▶ _Stated exercise_:
Rewrite every one of the entries below with "match archive" in place of each "field-survey log", and leave everything else unchanged.

▶ _Data supplied_:

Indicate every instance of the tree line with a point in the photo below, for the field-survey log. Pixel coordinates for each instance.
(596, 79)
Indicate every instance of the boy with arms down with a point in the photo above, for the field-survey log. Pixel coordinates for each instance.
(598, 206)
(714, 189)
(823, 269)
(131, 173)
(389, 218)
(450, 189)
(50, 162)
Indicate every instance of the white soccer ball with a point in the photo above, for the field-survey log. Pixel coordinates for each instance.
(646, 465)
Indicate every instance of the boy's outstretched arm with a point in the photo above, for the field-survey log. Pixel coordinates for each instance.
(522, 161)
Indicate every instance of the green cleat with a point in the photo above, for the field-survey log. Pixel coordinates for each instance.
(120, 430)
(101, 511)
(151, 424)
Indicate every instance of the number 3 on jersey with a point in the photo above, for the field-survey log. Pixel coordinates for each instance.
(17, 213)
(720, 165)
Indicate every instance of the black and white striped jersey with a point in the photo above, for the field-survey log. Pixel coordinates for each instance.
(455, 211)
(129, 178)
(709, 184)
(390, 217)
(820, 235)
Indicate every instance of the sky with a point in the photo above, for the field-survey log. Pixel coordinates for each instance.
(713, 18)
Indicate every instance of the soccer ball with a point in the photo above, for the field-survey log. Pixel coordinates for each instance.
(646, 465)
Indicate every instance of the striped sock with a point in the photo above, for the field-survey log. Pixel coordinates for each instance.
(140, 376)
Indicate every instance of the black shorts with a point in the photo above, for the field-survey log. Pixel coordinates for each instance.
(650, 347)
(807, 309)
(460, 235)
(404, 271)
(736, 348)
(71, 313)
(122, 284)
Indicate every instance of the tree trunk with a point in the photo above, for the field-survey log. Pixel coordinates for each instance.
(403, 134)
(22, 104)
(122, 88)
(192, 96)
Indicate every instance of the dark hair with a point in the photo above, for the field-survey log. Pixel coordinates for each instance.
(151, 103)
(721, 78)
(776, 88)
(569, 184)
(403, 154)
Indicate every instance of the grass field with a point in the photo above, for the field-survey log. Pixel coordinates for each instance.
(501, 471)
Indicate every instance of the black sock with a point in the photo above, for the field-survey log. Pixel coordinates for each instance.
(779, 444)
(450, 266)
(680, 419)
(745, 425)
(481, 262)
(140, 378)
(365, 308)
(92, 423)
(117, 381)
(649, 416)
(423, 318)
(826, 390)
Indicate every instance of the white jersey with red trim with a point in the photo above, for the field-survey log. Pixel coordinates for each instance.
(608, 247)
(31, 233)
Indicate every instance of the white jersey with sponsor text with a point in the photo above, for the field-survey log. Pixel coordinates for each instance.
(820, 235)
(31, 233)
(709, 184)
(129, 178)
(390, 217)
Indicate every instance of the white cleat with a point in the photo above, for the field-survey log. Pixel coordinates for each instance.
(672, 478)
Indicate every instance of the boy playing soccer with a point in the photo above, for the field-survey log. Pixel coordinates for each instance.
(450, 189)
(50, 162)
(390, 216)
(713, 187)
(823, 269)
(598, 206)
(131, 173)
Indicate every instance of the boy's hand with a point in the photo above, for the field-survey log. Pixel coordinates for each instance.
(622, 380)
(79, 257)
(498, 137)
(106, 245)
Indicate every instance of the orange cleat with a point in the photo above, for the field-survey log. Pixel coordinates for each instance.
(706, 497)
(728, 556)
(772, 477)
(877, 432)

▶ _Written answer_:
Indicate every instance of the tree line with a point in the photo below, for the match archive. Pixel coordinates for each instance.
(596, 79)
Indicate every instance of the boy with arms down with a point in the photo above, for the match archive. Pixel coordinates for each instance.
(598, 206)
(714, 189)
(823, 269)
(131, 173)
(389, 218)
(450, 189)
(50, 162)
Indicate every instance of the white soccer ball with a point in the photo above, for the match archive. Pixel coordinates for each instance.
(646, 465)
Indicate every instance of the boy's outstretched arm with a point in the photo above, for the match archive. Pixel coordinates for each instance.
(522, 161)
Indicate every instance of the green cleat with a point in the photo above, for the match archive. Pixel coordinates for each instance.
(120, 430)
(101, 511)
(151, 424)
Indicate every instance of the number 3 on jersey with a point in the photo above, for the match archive. Pixel coordinates for each instance.
(17, 213)
(720, 165)
Indicate every instance of the black and white striped jersey with a point in the photo above, for the match archive. Pixel coordinates for each instance.
(455, 211)
(129, 178)
(709, 184)
(390, 217)
(820, 235)
Indicate every instance of the sky with a point in the photo above, for the match archive. Pixel coordinates for each instance.
(713, 18)
Indicate every instance of the soccer ball with a point in the photo above, for the match archive. Pixel coordinates for each instance.
(646, 465)
Indicate every instance of the striped sock with a point in the photo above, for the match archive. Pixel coordinates for each instance.
(140, 376)
Indicate every instance of the black shorts with a point in the photo above, for the match archive. Pixel coordinates for each instance.
(650, 347)
(807, 309)
(460, 235)
(404, 271)
(736, 348)
(71, 313)
(122, 284)
Indicate every instance of the tree trunk with a point in the photo above, for the match archive. Pixel coordinates for each instance.
(403, 134)
(22, 104)
(122, 88)
(192, 96)
Indicate every instance of the dark hair with a point in the photo above, for the match archive. Pixel coordinates for each instance.
(151, 103)
(721, 78)
(776, 88)
(569, 184)
(403, 154)
Indicate every instance of the grass field with a point in the photo above, for the match archive. Pixel coordinates for each instance.
(501, 471)
Indicate every instance of the black sock with a point in the photo above, for the match archive. Pixel coordinates for each instance.
(779, 444)
(450, 266)
(680, 419)
(745, 425)
(481, 262)
(140, 378)
(365, 308)
(92, 423)
(117, 381)
(649, 416)
(423, 318)
(826, 390)
Indicate every instance of the white jersey with red trim with a point in the photo above, for the match archive. Pixel coordinates for each instance.
(608, 247)
(31, 233)
Indicate every instance of the white jersey with sponsor text with a point in the photo above, for the match archive. Pixel coordinates for each instance.
(820, 235)
(31, 233)
(709, 184)
(129, 178)
(390, 217)
Indicate every instance of the white cleat with a point in the photo above, for the match archive. Pixel coordinates for each instance.
(672, 478)
Indicate every instance of the boy playing soccer with a point in the photo above, for the match archive. Pixel coordinates for each instance.
(450, 189)
(50, 162)
(390, 216)
(713, 187)
(823, 269)
(598, 206)
(131, 173)
Indicate every instance of the boy's hand with a point in the photo above, for the match archive. Pixel coordinates for each instance.
(622, 380)
(79, 257)
(498, 137)
(106, 245)
Indicate every instance of the orange cleat with a point in the photo above, for the match archive. Pixel coordinates for each instance.
(706, 497)
(728, 556)
(772, 477)
(877, 432)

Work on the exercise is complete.